**Stated goal**
Could you give the data below again, exactly and completely?

**Listed entries**

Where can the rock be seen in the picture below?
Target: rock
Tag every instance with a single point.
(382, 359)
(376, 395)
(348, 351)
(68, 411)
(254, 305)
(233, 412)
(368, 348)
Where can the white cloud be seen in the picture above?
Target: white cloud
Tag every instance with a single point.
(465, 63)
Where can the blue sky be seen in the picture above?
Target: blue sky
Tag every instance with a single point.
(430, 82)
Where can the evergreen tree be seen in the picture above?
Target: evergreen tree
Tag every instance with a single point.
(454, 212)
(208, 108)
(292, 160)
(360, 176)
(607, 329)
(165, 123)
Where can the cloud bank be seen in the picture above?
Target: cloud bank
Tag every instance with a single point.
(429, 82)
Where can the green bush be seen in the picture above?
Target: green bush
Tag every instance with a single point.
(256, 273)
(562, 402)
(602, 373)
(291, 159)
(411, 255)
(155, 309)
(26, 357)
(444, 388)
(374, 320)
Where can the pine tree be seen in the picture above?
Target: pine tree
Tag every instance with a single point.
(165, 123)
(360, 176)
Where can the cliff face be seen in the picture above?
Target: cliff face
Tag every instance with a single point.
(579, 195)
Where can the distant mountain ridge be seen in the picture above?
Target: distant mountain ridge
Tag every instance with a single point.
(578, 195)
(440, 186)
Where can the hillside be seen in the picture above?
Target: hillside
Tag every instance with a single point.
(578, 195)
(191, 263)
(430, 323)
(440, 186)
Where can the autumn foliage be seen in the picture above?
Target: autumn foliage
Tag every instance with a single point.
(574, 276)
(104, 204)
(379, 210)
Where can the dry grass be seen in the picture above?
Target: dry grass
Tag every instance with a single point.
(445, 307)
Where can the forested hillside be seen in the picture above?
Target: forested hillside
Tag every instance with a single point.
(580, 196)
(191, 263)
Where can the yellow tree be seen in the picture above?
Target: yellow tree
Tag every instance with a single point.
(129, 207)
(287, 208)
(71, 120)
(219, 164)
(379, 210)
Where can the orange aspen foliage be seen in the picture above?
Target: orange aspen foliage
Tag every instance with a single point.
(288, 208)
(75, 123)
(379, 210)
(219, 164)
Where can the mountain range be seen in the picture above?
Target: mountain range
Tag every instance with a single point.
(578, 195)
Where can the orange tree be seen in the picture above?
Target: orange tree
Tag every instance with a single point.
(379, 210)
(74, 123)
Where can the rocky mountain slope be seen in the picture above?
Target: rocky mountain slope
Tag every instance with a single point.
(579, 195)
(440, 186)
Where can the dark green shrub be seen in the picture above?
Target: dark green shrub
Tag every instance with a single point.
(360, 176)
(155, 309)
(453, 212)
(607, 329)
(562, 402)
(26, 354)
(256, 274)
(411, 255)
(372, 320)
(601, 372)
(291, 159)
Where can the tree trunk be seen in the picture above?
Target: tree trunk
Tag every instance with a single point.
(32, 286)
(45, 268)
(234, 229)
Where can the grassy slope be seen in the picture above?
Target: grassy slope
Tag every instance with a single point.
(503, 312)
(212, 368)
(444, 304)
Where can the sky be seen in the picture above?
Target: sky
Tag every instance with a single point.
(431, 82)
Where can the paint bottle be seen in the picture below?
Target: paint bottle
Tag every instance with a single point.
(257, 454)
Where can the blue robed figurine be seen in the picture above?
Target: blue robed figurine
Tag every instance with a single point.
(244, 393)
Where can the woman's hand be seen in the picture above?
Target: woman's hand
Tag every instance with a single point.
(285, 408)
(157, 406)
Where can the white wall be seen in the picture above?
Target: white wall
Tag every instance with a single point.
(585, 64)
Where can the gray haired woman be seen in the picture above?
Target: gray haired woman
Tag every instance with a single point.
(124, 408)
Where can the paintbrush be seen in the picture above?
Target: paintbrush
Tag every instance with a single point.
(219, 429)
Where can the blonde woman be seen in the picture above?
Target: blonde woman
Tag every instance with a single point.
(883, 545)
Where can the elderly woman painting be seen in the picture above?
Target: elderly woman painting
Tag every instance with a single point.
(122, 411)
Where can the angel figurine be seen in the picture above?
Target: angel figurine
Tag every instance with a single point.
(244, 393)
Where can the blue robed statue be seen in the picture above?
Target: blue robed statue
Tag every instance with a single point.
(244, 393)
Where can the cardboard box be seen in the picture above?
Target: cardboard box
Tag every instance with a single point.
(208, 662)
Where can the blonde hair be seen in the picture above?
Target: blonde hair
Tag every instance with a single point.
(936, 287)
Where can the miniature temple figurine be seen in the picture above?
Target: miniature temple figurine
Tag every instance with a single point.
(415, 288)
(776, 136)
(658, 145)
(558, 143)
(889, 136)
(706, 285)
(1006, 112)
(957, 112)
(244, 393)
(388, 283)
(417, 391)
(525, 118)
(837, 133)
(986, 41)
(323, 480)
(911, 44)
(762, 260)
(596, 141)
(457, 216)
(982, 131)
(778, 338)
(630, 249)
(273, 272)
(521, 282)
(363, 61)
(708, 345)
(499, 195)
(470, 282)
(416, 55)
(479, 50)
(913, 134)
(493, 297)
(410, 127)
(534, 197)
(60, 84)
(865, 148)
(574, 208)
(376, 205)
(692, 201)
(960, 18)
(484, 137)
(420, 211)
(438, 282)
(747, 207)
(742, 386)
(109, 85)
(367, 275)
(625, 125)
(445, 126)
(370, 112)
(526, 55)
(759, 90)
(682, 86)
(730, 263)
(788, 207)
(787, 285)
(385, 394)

**Task output**
Where can the rock be seen in the picture below?
Target: rock
Tag every instance with a single point.
(382, 359)
(376, 395)
(348, 351)
(68, 411)
(254, 305)
(233, 412)
(368, 348)
Where can the white cloud be seen in the picture above?
Target: white cloud
Tag every instance with a single point.
(465, 63)
Where can the blue sky be seen in the picture above?
Target: blue sky
Tag every instance with a single point.
(430, 82)
Where can the evergreen tree be seen in the picture above?
Target: evergreen tree
Tag every instance with a single point.
(454, 212)
(208, 108)
(292, 160)
(360, 176)
(607, 329)
(165, 123)
Where can the cloud bank be seen in the picture above?
Target: cloud bank
Tag every instance with a single point.
(429, 82)
Where can the green bush be seen in the picture above?
Target: green bush
Tag every instance with a single point.
(256, 273)
(562, 402)
(602, 373)
(291, 159)
(411, 255)
(155, 309)
(26, 357)
(444, 388)
(374, 320)
Where can the pine tree be seen in the picture above?
Target: pine tree
Tag every instance with a single point.
(165, 123)
(360, 176)
Where can the cliff face be seen in the picture above?
Target: cliff face
Tag every instance with a single point.
(579, 195)
Where can the distant mountain ridge be seen in the picture above?
Target: distant mountain ridge
Tag every instance with a single point.
(578, 195)
(440, 186)
Where can the hillside be seen in the picture above?
Target: hillside
Tag every instance with a single point.
(578, 195)
(191, 263)
(430, 323)
(440, 186)
Where can the autumn foliage be seen in the picture above?
Target: autumn foliage
Tag every instance with a single point.
(574, 276)
(104, 204)
(379, 210)
Where can the dry grass be seen in the picture above?
Target: dry grass
Tag every instance with a single point.
(445, 307)
Where can the forested hillside be seen in the picture above?
Target: forested hillside
Tag every instance with a single point.
(580, 196)
(191, 263)
Where can the yellow tree be seen in the picture above?
Target: yellow tree
Tag every instance with a single point.
(129, 207)
(287, 208)
(71, 120)
(219, 164)
(379, 210)
Where can the orange aspen foliage be seen in the picture above?
Target: orange aspen foliage
Tag every instance with a single point.
(288, 208)
(75, 123)
(379, 210)
(219, 164)
Where can the mountain range be seen in the picture above?
Target: mountain range
Tag every instance with a single point.
(578, 195)
Where can the orange tree be seen in the picture above?
Target: orange tree
Tag every instance with a single point.
(379, 210)
(74, 123)
Where can the rocky mountain slope be seen in the picture above?
Target: rocky mountain slope
Tag every instance with a single point.
(579, 195)
(440, 186)
Where can the dark green shrub be seen in the picture above?
Target: dark green shrub
Tag every instance with a single point.
(360, 176)
(155, 309)
(453, 212)
(607, 329)
(562, 402)
(26, 354)
(256, 274)
(411, 255)
(372, 320)
(601, 372)
(291, 159)
Where can the tree trunk be seen in the picture above?
Target: tree trunk
Tag every instance with a single point.
(32, 286)
(45, 268)
(234, 229)
Where can the grassy slope be seen in the picture above?
Target: grassy slope
Tag every instance with a single point.
(503, 312)
(212, 368)
(444, 304)
Where can the sky be seen in the picture above?
Target: sky
Tag every instance with a single point.
(431, 82)
Where can the paint bottle be seen in the picture below?
Target: paint bottle
Tag every instance with a single point.
(257, 454)
Where can the blue robed figurine be seen in the picture above?
Target: blue robed figurine
Tag every instance with a single point.
(244, 393)
Where can the woman's hand be seen in the picture above?
Target: woman's hand
Tag every instance with a single point.
(285, 408)
(157, 406)
Where can the white wall be seen in the picture above?
Target: white wall
Tag every instance with a single point.
(585, 64)
Where can the gray haired woman be seen in the picture above?
Target: gray haired woman
Tag every instance with a single point.
(124, 408)
Where can the paintbrush be seen in the picture above?
Target: paintbrush
Tag every instance with a single point.
(219, 429)
Where can the blonde woman be seen in the picture above?
Target: blonde woman
Tag every instance with a single point.
(883, 545)
Where can the elderly woman painting be seen in the picture above?
Target: elderly woman painting
Tag every instance with a single point.
(122, 411)
Where can the angel figurine be seen in the picture above?
Target: angel figurine
Tag every instance with a single point.
(244, 393)
Where can the blue robed statue be seen in the picture above?
Target: blue robed statue
Tag every instance with a single point.
(244, 393)
Where can the cardboard box be seen in the picture above?
Target: cardboard box
Tag every instance with a single point.
(208, 662)
Where can the blonde hair be seen in the picture above?
Target: blonde hair
Tag every instance with a single point.
(936, 287)
Where can the miniature temple figurine be seen in the picture above?
Target: miniature temple figurine
Tag every instance with a single point.
(415, 288)
(776, 136)
(658, 145)
(558, 143)
(889, 136)
(706, 285)
(1006, 112)
(957, 112)
(244, 393)
(388, 283)
(417, 391)
(525, 118)
(837, 133)
(986, 41)
(323, 480)
(911, 44)
(762, 260)
(596, 141)
(457, 216)
(982, 131)
(778, 338)
(630, 249)
(273, 272)
(521, 282)
(363, 61)
(708, 345)
(499, 195)
(470, 282)
(416, 55)
(479, 50)
(913, 134)
(493, 297)
(410, 127)
(534, 197)
(60, 84)
(865, 148)
(574, 208)
(376, 205)
(692, 201)
(960, 18)
(484, 137)
(420, 211)
(438, 282)
(747, 207)
(742, 386)
(109, 85)
(367, 275)
(625, 125)
(445, 126)
(370, 112)
(526, 55)
(759, 90)
(682, 86)
(730, 263)
(788, 207)
(787, 285)
(385, 394)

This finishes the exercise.